_DIRECTIONS_
Write every line of the material out exactly as shown.

+ + +

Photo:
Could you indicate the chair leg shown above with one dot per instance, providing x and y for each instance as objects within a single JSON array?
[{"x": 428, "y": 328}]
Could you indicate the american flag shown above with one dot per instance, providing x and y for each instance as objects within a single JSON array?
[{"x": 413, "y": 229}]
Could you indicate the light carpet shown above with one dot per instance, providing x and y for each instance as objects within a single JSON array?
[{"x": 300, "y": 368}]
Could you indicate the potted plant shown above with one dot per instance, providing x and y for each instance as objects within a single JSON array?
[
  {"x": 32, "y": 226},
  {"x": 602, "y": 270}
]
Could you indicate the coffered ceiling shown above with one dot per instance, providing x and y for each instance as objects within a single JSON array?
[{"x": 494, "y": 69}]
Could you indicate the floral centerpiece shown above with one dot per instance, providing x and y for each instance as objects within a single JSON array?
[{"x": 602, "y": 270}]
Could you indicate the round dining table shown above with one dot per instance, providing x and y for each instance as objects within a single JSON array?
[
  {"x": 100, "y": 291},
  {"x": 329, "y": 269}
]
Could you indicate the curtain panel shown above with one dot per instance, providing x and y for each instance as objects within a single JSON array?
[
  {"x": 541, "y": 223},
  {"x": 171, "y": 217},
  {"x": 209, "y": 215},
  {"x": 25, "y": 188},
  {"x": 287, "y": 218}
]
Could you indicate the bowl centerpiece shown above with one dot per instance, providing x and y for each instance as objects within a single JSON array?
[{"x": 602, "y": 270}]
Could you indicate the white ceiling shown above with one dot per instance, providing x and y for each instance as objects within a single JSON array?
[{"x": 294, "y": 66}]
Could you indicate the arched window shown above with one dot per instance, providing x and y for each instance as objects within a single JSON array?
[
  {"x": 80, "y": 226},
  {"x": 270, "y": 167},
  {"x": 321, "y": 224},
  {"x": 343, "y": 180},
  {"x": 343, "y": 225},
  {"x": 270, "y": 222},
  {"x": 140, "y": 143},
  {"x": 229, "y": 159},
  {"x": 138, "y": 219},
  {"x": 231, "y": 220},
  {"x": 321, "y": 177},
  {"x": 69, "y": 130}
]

+ + +

_COMPLETE ANSWER_
Photo:
Could you indicate the chair leg shown above with one dot per instance, providing x and y for each instance as objects within a single JSON array?
[{"x": 428, "y": 328}]
Could you indicate the american flag shown above with one dot per instance, providing x and y for each instance as objects within a single JSON array?
[{"x": 413, "y": 229}]
Could you indicate the light carpet shown above with one dot per instance, providing x and y for each instance as objects within a single JSON array?
[{"x": 300, "y": 368}]
Could you indicate the potted plant shown above with one dot per instance, providing x and y for each instance as objects within a single JSON array?
[
  {"x": 32, "y": 226},
  {"x": 602, "y": 270}
]
Could you indicate the coffered ceiling shown above with one dot per instance, providing x and y for each instance as objects within a single JSON array?
[{"x": 494, "y": 69}]
Could you indicate the floral centerpiece shown above with one dot per instance, providing x and y for each instance as objects within a single JSON array?
[{"x": 602, "y": 270}]
Could you indicate the round dining table shown above with one dot per instance, providing x and y for each instance as objects within a single JSON array?
[
  {"x": 100, "y": 291},
  {"x": 329, "y": 269}
]
Could you indicate the curtain panel shown above with one dot per instance, providing x and y for each instance as objects within a single JSON array?
[
  {"x": 541, "y": 223},
  {"x": 171, "y": 217},
  {"x": 209, "y": 215},
  {"x": 25, "y": 188},
  {"x": 287, "y": 218}
]
Could you indicate the bowl centerpiece shown above with one dot per instance, providing x and y for each instance as objects within a single JSON array?
[{"x": 602, "y": 270}]
Could you indicate the white ceiling shown above with one dot per instance, providing x and y for each instance as objects within a single JSON array?
[{"x": 294, "y": 66}]
Could you indicate the arched window shown above with one dot per instance, providing x and y for each instance as objects within a single JSON array?
[
  {"x": 80, "y": 226},
  {"x": 270, "y": 167},
  {"x": 321, "y": 224},
  {"x": 343, "y": 180},
  {"x": 343, "y": 225},
  {"x": 270, "y": 222},
  {"x": 140, "y": 143},
  {"x": 229, "y": 159},
  {"x": 138, "y": 219},
  {"x": 231, "y": 220},
  {"x": 321, "y": 177},
  {"x": 69, "y": 130}
]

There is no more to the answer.